Natural-language object grounding data
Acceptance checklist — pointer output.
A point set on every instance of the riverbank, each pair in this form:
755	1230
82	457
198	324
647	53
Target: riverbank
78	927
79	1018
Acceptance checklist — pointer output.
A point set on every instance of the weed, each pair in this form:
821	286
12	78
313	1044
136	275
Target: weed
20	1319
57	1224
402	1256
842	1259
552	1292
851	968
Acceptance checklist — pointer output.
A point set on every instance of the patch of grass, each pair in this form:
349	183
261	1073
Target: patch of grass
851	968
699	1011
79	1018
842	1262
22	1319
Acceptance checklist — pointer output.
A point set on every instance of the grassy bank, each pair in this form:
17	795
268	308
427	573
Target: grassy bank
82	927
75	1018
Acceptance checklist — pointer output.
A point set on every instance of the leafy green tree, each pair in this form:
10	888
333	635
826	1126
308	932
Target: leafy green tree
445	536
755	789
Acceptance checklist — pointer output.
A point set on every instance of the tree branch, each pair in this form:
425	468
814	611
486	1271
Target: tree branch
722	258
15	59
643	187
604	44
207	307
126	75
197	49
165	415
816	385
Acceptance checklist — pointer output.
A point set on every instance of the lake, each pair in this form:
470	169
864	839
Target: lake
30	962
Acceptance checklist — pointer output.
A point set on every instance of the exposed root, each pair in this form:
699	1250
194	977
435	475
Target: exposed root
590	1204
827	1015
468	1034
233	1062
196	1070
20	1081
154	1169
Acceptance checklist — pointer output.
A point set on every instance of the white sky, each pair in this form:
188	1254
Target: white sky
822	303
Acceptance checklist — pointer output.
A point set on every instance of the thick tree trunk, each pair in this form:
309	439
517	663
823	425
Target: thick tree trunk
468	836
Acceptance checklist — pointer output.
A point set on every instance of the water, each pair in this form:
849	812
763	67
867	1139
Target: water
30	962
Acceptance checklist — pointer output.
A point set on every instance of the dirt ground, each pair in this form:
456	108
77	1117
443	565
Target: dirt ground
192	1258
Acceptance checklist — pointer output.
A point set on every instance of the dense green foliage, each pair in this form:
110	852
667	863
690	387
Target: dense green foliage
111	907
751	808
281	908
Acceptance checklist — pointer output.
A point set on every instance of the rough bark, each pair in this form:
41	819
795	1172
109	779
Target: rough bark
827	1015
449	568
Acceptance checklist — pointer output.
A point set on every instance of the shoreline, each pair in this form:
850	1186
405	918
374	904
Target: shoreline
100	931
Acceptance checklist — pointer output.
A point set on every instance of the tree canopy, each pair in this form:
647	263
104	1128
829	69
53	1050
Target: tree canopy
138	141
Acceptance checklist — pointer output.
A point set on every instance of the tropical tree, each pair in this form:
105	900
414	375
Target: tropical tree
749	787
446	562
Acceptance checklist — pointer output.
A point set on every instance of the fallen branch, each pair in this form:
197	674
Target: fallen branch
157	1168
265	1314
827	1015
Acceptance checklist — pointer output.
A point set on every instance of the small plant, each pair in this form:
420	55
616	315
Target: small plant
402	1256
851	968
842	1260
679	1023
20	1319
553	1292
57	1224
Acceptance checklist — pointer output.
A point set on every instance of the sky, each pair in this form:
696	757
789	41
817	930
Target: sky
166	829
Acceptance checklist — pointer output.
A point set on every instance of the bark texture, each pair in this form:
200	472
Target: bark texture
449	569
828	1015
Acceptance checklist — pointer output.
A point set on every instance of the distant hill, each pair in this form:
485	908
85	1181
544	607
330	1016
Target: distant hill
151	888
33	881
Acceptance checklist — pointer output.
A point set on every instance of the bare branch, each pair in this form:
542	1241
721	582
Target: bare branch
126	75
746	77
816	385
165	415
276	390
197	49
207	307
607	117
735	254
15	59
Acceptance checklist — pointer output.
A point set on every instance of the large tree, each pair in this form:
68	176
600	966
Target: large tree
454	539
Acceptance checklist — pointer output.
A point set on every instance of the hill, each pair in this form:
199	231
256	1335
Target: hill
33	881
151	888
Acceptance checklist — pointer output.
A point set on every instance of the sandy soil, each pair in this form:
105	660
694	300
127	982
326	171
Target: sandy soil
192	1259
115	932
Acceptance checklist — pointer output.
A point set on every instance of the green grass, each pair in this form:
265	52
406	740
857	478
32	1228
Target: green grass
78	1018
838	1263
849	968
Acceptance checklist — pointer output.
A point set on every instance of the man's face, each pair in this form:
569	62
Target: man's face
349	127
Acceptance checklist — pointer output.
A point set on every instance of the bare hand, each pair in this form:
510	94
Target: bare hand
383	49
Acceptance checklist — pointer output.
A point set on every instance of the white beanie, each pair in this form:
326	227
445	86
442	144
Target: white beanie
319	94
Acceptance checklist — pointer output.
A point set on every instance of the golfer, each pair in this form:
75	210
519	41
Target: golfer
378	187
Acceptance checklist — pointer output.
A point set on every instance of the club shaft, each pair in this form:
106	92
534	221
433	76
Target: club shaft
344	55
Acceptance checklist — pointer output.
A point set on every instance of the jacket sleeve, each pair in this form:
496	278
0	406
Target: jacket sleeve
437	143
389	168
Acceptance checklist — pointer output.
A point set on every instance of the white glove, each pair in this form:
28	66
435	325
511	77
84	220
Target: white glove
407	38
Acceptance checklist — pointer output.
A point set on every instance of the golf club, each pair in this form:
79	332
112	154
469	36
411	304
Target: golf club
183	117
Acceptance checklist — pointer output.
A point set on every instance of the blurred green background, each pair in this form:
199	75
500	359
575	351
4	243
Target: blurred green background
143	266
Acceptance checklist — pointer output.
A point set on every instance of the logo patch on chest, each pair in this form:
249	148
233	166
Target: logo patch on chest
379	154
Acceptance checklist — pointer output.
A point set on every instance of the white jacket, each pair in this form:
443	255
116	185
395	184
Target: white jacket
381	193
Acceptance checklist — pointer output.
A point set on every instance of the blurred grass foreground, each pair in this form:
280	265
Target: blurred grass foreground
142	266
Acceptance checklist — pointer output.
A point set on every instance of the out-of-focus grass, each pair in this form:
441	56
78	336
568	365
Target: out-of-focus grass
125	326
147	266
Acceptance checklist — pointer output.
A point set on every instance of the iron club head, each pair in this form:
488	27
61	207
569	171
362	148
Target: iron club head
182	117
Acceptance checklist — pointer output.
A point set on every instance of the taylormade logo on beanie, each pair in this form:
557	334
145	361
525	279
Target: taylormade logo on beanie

- TASK PROMPT
For the entries shown above, tally every line containing the word "taylormade". Report the tally and nothing else.

- RESPONSE
2